FRAGMENTO SELECCIONADO:
=-=-=
A esta institución se sumarian ya en el siglo XX los colegios femeninos de La Vega, Santiago y Santo Domingo, el Colegio de La Salle, la escuela salesiana de artes y oficios de Santo Domingo, el Colegio Don Bosco, la escuela agrícola de La Vega, el Colegio Agrícola de Dajabón, el Instituto Politécnico Loyola (San Cristóbal), y luego el Colegio del Apostolado y el Colegio Santo Domingo, ambos en la Capital, por no citarlos todos. En el mismo siglo XX se diversificaría más la oferta educativa católica, al menos en manos de religiosos y religiosas y ante todo en áreas tradicionalmente abandonadas. Como es obvio, se abrieron nuevas posibilidades universitarias, como la Universidad católica Madre y Maestra (Santiago, 1962), y la Universidad Católica Santo Domingo (1983), y las más regionales: la Universidad Nordestana (UNNE, 1978), y la Universidad Tecnológica del Cibao (UTECI, 1983).
3.- Otras contribuciones de la Iglesia al cambio político
Como si fuese una versión siglo XX de aquel primer sermón del dominico Antonio Montesino en diciembre de 1511, la jerarquía dominicana (tres obispos dominicanos y tres extranjeros), impulsados por un nuncio de nuevo cuño (el arzobispo Lino Zanini), y auxiliado de un escritor de estilo mordaz y vivo, como Fr. Vicente Rubio, O.P., lanzaron el 25 de enero de 1960 una carta pastoral sobre los desmanes de la tiranía y la necesidad del cambio y la apertura política. Y, como aquel sermón de Adviento, tuvo una segunda parte, a propósito de la Cuaresma el 28 de febrero siguiente.
El efecto inmediato fue la confrontación, luego los halagos de siempre, pero un valiente sermón del obispo de La Vega el 4 de marzo de 1961, debió convencer al tirano que ya los obsequios habían dejado de tener valor para comprar a la Iglesia. Y por eso se decidió por la persecución o el corte de las subvenciones, aunque el sistema ya daba señales de estar agrietado y hacía aguas por las coyunturas que se tenían por más seguras.
No fue consecuente la Iglesia con el cambio político esperado. La oposición callada de la prensa católica y de muchos eclesiásticos al verdadero cambio político a partir de 1962 y sobre todo en torno al golpe de estado de septiembre de 1963, no estaba precisamente de acuerdo con la postura asumida frente a la tiranía. Otro tanto sucedería ante la revolución de abril de 1965. Sin embargo, hay que reconocer que la mediación de la Iglesia en las sucesivas crisis electorales a partir de 1979 sí fue un elemento a favor de la maduración democrática. Otras mediaciones, como las del prolongado diálogo tripartito, facilitadas por la Universidad Católica Madre y Maestra y sobre todo su rector, han sido eslabones de la contribución de la Iglesia católica dominicana a la maduración de una mejor democracia.
[1] Juan F. Pepén, La Cruz señaló el camino (C. Trujillo: Editorial Duarte, 1954), 75-76.
[2] Cfr. José L. Sáez, “El padre Gaspar Hernández Morales, M.I. (1798-1858) y su verdadero aporte al movimiento independentista”, Clío LXXI:165 (Enero-Junio 2003), 159-184.
[3] Cfr. Apuntes de Rosa Duarte (Santo Domingo: Instituto Duartiano, 1970), 64; Pedro Troncoso Sánchez, Vida de Juan Pablo Duarte (Santo Domingo: Instituto Duartiano, 1975), 322-323.
=-=-=
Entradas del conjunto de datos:
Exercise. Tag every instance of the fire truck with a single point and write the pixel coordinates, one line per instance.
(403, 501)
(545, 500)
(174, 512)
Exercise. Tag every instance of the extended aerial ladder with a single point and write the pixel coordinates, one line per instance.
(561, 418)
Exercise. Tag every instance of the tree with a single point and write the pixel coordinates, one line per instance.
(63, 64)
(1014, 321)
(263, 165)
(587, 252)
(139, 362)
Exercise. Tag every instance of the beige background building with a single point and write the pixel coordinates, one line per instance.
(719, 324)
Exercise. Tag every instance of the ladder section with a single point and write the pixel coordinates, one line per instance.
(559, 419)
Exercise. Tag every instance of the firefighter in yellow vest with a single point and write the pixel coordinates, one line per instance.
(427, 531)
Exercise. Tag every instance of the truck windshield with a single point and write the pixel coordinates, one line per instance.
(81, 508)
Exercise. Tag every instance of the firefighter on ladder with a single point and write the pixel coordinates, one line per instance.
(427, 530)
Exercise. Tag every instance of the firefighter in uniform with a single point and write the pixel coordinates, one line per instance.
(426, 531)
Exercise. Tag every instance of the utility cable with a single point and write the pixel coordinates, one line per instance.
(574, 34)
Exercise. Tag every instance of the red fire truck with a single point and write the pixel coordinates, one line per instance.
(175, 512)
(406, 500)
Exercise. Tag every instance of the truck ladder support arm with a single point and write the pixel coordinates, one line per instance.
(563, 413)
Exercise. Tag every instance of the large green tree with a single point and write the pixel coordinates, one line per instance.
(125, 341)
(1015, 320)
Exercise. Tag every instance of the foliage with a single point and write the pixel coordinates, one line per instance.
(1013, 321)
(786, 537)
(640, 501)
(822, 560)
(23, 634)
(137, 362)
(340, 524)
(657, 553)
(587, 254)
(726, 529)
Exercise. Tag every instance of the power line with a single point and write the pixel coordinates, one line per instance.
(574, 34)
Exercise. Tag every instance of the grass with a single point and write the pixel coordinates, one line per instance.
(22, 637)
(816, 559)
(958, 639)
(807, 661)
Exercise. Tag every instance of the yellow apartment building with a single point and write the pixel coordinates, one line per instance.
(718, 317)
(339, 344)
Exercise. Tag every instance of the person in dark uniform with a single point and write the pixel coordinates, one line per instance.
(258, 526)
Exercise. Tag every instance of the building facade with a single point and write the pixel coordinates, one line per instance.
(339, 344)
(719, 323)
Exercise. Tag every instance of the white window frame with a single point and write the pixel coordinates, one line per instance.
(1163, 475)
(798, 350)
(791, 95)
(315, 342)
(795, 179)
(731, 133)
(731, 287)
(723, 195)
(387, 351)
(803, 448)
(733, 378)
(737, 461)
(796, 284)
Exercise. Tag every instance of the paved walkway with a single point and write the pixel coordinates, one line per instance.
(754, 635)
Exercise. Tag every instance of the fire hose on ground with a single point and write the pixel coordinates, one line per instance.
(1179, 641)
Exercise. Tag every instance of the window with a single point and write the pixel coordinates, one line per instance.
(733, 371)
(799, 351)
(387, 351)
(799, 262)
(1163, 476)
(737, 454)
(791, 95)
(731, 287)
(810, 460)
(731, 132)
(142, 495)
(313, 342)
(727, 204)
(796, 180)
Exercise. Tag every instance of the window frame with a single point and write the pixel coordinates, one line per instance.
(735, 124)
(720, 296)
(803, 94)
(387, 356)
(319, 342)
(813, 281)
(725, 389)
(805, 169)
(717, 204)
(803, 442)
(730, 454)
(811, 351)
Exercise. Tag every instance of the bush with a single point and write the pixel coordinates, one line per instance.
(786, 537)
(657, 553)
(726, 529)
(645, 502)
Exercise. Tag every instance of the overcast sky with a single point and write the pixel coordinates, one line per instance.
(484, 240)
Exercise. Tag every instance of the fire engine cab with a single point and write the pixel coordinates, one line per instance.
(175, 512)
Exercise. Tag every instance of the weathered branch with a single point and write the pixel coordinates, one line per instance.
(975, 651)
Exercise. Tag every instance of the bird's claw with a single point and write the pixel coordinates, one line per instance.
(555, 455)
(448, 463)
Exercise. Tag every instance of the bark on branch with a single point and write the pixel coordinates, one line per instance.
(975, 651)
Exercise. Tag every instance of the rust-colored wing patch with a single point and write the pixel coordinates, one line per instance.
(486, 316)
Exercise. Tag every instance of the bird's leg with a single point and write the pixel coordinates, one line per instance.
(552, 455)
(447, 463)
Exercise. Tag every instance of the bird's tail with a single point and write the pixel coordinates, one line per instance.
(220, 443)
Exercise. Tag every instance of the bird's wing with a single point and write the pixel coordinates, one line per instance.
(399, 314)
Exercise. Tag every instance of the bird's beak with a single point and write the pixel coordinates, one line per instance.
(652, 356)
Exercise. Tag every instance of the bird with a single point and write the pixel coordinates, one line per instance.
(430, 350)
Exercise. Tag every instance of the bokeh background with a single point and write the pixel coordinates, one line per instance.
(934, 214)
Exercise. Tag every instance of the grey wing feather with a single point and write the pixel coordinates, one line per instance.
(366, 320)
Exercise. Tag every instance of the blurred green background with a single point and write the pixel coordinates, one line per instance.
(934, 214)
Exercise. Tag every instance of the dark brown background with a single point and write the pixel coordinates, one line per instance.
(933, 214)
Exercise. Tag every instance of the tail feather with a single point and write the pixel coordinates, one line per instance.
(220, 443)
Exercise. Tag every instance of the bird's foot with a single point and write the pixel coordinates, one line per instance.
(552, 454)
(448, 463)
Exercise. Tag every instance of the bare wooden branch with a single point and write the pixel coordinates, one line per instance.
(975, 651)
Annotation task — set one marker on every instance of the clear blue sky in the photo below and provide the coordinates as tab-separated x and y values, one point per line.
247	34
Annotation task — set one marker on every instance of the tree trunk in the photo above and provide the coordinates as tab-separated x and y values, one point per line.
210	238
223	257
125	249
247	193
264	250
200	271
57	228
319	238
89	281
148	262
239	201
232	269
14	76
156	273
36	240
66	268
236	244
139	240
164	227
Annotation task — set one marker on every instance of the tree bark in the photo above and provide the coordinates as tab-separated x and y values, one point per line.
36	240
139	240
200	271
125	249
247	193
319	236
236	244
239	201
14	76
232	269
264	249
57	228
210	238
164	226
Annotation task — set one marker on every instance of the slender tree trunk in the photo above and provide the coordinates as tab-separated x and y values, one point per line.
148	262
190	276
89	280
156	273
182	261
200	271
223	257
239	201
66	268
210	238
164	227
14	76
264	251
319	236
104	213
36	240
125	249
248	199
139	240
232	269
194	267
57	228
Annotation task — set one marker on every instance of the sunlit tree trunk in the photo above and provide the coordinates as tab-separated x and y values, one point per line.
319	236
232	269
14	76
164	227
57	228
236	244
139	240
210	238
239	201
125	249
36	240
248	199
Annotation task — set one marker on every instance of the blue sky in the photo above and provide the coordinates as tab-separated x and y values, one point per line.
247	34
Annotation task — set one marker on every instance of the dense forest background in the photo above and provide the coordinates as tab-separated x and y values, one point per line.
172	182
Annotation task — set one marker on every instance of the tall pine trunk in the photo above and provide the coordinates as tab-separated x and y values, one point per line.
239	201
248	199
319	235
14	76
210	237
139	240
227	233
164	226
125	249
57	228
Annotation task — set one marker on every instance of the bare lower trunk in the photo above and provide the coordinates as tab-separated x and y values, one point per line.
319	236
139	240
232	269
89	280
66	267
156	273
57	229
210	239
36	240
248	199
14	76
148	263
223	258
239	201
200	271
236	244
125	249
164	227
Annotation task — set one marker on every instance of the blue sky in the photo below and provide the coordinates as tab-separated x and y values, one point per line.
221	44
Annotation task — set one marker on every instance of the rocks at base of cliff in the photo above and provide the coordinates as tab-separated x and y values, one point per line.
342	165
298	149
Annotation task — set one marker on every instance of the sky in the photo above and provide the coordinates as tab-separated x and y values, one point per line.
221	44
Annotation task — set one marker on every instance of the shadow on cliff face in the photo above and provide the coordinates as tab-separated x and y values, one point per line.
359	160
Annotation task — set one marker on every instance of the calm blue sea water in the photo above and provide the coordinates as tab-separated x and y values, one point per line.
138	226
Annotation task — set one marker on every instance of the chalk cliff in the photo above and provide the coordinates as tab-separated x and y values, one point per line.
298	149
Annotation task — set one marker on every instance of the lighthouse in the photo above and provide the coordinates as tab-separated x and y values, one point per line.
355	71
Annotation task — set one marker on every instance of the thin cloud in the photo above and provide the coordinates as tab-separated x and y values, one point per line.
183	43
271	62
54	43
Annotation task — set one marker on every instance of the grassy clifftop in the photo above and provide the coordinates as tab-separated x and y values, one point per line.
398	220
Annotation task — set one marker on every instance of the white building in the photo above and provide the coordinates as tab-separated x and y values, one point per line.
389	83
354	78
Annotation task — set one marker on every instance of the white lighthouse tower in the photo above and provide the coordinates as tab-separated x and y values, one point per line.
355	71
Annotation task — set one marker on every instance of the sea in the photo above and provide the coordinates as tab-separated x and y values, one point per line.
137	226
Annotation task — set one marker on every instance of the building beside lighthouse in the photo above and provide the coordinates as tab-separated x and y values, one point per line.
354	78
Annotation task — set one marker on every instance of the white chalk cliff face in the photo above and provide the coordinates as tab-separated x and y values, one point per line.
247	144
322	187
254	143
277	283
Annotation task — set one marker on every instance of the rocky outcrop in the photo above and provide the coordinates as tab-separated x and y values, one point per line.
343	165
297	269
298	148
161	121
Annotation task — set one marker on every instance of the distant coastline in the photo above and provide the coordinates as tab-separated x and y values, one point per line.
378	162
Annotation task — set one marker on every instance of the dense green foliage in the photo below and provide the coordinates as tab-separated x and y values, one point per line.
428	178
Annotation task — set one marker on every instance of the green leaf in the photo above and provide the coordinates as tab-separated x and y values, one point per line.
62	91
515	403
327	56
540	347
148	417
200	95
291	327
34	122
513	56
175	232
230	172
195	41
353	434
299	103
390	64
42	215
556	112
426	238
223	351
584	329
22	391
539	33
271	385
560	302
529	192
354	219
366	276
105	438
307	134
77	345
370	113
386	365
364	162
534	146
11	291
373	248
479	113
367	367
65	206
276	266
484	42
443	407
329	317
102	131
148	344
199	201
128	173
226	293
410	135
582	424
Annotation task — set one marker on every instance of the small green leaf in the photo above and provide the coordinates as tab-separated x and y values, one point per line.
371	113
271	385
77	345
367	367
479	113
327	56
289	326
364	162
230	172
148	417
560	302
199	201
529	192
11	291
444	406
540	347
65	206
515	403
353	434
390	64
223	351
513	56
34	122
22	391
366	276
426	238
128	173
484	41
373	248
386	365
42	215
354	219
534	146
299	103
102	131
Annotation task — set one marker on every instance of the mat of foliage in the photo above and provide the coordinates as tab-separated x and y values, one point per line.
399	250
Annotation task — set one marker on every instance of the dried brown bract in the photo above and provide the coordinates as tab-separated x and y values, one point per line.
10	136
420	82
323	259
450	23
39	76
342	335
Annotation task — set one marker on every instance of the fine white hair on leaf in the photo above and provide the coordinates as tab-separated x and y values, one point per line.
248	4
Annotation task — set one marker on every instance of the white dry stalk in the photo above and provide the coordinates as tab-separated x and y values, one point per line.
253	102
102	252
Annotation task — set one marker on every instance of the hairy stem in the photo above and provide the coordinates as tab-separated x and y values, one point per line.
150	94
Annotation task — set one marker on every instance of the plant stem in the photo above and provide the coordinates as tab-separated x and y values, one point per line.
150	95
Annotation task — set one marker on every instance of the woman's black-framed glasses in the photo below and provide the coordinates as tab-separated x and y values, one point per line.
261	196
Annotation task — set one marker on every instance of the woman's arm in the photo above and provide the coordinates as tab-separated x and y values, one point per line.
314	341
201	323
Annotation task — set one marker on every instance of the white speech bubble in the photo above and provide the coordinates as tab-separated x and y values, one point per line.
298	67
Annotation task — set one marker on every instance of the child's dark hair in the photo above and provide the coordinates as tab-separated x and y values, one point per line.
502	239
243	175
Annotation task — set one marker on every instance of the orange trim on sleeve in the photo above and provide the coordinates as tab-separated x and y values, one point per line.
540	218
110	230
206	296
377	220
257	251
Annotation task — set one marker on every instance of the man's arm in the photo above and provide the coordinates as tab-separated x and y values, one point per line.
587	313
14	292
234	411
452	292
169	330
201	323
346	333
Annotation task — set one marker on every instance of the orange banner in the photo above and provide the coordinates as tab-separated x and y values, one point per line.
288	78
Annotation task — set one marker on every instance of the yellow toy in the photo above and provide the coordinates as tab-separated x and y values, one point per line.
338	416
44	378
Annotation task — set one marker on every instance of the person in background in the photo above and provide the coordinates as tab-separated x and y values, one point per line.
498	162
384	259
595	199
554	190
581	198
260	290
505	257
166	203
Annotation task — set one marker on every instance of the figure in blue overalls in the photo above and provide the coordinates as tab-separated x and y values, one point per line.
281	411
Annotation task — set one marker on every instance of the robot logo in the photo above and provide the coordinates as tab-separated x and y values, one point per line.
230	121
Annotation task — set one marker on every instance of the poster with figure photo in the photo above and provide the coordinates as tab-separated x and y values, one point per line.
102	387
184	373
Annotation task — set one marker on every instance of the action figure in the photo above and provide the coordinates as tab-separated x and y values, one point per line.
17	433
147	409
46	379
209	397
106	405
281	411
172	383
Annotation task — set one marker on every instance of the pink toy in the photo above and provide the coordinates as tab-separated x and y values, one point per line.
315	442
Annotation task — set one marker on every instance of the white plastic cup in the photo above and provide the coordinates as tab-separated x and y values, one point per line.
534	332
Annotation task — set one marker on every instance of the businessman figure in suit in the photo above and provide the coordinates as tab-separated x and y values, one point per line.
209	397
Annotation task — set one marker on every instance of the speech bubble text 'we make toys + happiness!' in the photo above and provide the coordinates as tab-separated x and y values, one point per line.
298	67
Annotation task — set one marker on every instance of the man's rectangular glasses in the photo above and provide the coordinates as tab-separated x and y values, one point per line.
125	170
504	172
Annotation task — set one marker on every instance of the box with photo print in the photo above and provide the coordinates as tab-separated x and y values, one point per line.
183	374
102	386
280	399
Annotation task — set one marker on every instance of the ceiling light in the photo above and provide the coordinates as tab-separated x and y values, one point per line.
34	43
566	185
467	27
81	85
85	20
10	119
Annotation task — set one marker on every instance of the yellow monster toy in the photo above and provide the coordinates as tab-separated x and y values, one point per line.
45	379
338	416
=-=-=
REQUISITOS DE TAREAS:
A) Según el fragmento seleccionado, ¿en qué fecha lanzó la jerarquía dominicana la carta pastoral sobre los desmanes de la tiranía?
B) Con base en el fragmento seleccionado, explica por qué el tirano se decidió por la persecución o el corte de las subvenciones a la Iglesia.

RESULTADOS:
A) El 25 de enero de 1960.

B) El sermón del obispo de La Vega del 4 de marzo de 1961 debió convencer al tirano de que los obsequios ya habían dejado de tener valor para comprar a la Iglesia. Por eso, tras la confrontación y los halagos, optó por la persecución o el corte de las subvenciones.